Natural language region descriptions
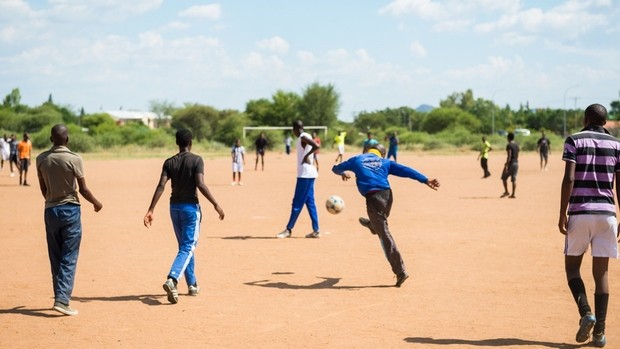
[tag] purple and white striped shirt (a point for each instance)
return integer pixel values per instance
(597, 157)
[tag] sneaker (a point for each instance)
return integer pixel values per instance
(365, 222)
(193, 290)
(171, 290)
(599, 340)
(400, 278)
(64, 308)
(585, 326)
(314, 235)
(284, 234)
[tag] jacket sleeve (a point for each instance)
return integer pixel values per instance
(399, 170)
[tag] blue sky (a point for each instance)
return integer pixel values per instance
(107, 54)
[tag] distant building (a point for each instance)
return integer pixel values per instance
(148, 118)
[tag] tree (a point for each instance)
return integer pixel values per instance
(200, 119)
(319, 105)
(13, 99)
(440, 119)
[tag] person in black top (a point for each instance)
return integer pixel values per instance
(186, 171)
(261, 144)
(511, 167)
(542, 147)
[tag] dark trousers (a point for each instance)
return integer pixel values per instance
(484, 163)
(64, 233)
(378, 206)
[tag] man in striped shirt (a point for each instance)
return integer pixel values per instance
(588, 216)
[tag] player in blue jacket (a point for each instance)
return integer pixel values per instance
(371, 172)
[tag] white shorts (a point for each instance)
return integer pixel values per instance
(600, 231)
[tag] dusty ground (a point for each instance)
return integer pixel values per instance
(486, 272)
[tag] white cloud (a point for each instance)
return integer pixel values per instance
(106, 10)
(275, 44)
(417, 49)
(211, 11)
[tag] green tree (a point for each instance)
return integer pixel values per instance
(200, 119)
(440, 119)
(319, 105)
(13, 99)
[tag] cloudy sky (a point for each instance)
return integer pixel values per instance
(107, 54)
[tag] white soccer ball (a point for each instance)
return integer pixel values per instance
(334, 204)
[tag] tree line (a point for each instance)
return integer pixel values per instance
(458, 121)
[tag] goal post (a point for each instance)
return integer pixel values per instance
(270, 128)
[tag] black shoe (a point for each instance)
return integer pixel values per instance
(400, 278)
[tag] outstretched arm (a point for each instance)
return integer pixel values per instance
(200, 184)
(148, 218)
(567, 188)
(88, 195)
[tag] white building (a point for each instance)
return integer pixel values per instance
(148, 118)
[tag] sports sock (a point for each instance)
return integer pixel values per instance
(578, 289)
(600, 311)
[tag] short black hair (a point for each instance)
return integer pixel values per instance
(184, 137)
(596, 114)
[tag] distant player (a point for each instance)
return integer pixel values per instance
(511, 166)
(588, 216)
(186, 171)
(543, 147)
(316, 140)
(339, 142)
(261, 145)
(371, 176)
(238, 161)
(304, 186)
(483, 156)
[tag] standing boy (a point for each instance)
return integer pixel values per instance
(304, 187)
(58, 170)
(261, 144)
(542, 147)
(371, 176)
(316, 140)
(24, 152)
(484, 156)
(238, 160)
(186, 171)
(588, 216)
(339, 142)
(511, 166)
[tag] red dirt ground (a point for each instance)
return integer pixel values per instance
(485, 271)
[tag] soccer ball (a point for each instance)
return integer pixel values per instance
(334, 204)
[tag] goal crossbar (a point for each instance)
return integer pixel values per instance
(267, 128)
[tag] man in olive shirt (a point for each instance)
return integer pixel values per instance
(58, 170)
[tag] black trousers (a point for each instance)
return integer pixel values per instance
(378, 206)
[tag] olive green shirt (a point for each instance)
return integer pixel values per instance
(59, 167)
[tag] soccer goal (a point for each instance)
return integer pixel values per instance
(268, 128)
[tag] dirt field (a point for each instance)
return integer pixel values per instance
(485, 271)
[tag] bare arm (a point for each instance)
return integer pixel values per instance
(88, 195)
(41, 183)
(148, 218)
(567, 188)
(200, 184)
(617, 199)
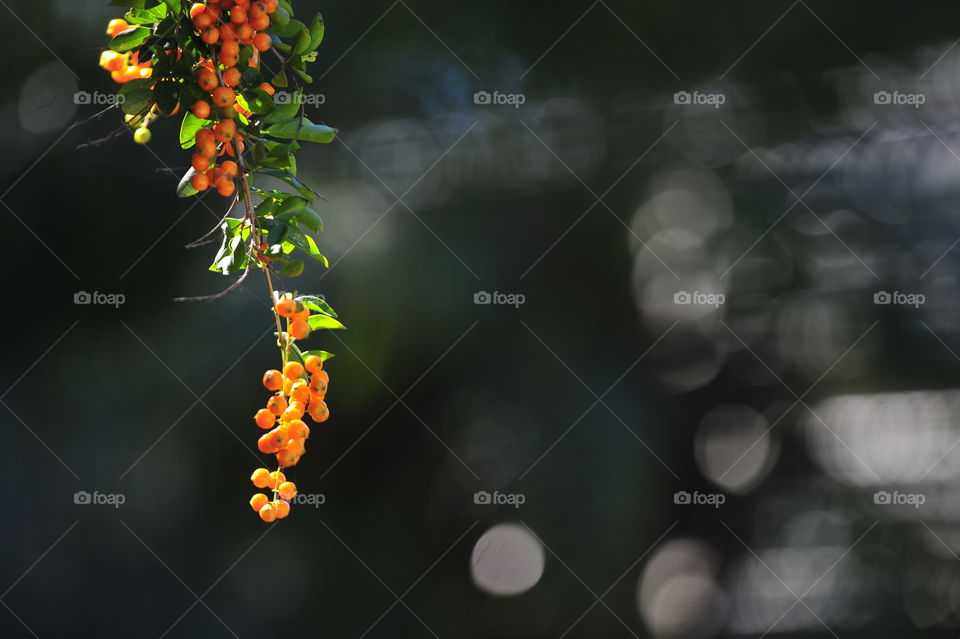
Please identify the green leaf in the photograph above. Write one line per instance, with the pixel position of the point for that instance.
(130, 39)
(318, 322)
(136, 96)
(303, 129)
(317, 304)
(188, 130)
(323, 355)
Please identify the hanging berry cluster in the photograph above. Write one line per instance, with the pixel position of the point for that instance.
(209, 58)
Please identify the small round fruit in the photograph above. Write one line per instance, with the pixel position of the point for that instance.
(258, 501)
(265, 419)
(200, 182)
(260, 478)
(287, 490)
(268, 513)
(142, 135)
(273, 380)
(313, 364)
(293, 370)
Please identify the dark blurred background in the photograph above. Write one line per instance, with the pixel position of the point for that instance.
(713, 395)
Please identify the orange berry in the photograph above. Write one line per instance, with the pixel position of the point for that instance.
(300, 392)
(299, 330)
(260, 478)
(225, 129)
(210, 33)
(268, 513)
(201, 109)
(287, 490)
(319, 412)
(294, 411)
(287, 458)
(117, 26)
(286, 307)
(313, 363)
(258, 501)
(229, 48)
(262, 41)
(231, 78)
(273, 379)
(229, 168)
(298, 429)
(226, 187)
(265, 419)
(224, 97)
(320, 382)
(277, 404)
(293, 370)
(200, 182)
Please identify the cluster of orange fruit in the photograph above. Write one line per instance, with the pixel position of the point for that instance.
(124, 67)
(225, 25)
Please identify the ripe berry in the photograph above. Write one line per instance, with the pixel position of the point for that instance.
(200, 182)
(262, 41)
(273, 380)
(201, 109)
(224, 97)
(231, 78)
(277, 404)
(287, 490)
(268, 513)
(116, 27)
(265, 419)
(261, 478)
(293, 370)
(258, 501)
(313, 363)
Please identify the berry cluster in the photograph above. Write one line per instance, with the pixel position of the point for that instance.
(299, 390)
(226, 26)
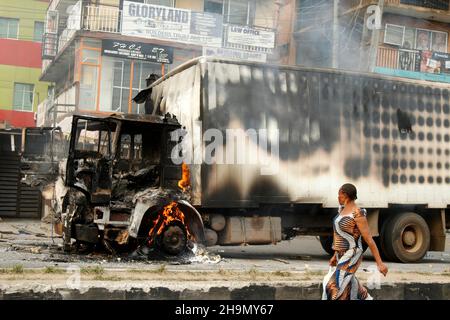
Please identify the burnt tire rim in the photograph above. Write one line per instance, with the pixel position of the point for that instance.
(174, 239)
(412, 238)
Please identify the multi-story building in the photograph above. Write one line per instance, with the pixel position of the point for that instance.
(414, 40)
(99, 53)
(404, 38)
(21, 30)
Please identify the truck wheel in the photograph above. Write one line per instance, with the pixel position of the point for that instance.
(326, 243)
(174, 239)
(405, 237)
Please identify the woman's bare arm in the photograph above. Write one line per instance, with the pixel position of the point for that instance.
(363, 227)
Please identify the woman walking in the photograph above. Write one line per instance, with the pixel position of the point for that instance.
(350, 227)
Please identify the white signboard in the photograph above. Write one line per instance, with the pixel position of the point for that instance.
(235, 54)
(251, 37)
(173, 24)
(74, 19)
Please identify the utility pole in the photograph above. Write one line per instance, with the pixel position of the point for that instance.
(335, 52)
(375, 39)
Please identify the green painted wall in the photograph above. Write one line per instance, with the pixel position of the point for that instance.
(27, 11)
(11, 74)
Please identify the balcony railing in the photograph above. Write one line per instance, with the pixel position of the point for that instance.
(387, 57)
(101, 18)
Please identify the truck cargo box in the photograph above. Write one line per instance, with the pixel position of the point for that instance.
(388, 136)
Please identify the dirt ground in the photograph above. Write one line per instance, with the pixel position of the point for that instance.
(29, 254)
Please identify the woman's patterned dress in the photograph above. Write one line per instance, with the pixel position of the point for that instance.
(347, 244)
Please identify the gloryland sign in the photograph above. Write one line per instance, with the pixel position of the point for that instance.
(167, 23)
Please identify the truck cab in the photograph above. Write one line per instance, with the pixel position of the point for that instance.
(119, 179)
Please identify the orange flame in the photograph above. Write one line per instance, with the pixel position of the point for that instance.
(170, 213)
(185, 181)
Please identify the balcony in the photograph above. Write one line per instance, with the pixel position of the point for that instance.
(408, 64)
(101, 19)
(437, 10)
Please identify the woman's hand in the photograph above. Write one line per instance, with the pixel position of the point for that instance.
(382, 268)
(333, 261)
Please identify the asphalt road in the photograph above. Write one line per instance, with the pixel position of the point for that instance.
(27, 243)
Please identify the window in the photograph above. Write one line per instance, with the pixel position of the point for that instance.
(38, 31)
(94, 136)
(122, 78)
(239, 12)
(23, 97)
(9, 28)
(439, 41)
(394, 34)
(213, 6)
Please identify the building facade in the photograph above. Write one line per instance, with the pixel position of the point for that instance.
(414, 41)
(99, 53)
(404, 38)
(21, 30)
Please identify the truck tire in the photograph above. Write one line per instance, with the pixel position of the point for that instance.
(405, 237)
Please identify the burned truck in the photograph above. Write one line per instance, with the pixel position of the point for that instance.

WHAT YOU WILL DO
Looking at the records, how many lines include "goal"? Respond with the number only.

ANSWER TO THE PROBLEM
3